Source excerpt

# # # # #

# Commuting: Golden to Denver



## gypsytemptress (May 9, 2007)

Hello. I'm considering moving to Golden, CO. I work in Denver. Does anyone on this forum commute between Golden and Denver? How is it?

Thanks,
M


----------



## COUNT (Jul 5, 2005)

It's about 20 minutes without traffic and 45 with. I probably average 30 when I do it a little before/after rush hour.


----------



## dkelley (Jun 21, 2006)

*Give a hoot, bike commute*

The commute on bike takes about an hour. The commute by car takes about 15 without traffic. Bike path goes all the way to Denver and why not get some excercise, see some deer and greet the morning sun every day.


----------



## gypsytemptress (May 9, 2007)

*Yes. Sounds Good.*

I won't be living exactly in Golden. So, I'll have to see where that bike path starts. I'll be living in the Golden area code. Right near I-70E and Hwy 6 West. Is the bike path near there?

Also, there is mountain bike/hiking area almost directly across from my house. The new roomies called it table something. Any idea what that could be called. I feel like maybe it's Apex.

???? 




dkelley said:


> The commute on bike takes about an hour. The commute by car takes about 15 without traffic. Bike path goes all the way to Denver and why not get some excercise, see some deer and greet the morning sun every day.

# # # # #

Stated goal
Please tell me how long the commute by bike takes according to the Golden-to-Denver commuting thread.

Stored rows
# # # # #

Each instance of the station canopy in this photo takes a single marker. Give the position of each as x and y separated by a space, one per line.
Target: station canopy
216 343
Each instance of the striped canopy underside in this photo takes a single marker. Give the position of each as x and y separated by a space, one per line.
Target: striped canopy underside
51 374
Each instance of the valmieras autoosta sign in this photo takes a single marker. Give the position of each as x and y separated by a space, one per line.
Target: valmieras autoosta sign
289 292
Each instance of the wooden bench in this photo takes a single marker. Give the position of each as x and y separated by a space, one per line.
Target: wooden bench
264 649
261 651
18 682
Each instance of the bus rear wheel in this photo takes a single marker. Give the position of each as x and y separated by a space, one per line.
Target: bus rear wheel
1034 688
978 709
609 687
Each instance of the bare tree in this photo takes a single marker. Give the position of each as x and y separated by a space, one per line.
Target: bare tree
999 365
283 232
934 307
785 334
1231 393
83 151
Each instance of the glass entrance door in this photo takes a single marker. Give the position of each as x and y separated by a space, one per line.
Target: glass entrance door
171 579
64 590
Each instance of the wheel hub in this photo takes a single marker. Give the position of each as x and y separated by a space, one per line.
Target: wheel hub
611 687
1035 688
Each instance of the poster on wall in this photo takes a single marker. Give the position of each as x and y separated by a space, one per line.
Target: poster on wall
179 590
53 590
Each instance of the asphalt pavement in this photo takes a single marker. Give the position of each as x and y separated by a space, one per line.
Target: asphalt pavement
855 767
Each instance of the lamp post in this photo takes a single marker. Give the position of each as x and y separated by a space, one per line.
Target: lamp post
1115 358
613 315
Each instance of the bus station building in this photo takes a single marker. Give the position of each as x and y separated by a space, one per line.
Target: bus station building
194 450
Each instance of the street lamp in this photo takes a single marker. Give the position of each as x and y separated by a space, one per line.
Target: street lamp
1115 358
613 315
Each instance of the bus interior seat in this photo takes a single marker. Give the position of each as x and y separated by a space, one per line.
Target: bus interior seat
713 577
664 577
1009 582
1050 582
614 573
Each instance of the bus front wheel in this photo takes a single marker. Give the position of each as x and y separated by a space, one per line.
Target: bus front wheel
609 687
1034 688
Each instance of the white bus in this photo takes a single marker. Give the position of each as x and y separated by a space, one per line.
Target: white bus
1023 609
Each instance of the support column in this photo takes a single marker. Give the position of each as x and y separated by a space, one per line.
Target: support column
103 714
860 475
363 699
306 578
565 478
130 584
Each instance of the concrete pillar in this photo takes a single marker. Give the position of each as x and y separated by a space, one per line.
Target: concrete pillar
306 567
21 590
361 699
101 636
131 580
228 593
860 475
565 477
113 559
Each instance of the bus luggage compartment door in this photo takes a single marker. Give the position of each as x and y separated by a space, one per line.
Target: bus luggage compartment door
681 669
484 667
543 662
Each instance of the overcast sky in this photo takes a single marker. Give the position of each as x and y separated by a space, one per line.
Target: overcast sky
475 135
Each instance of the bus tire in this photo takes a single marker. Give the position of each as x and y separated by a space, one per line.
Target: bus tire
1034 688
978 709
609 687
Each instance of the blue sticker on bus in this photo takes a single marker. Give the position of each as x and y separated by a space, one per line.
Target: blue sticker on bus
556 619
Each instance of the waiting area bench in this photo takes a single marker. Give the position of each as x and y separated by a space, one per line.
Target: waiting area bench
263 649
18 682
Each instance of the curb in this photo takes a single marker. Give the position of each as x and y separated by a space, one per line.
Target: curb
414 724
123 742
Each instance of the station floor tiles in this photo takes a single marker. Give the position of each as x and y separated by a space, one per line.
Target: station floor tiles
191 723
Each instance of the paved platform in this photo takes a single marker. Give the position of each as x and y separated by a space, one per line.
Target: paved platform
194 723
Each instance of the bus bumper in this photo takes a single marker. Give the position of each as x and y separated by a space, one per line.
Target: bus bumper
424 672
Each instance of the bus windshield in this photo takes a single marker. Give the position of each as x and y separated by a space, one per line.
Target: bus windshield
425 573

# # # # #

Complete response
About an hour.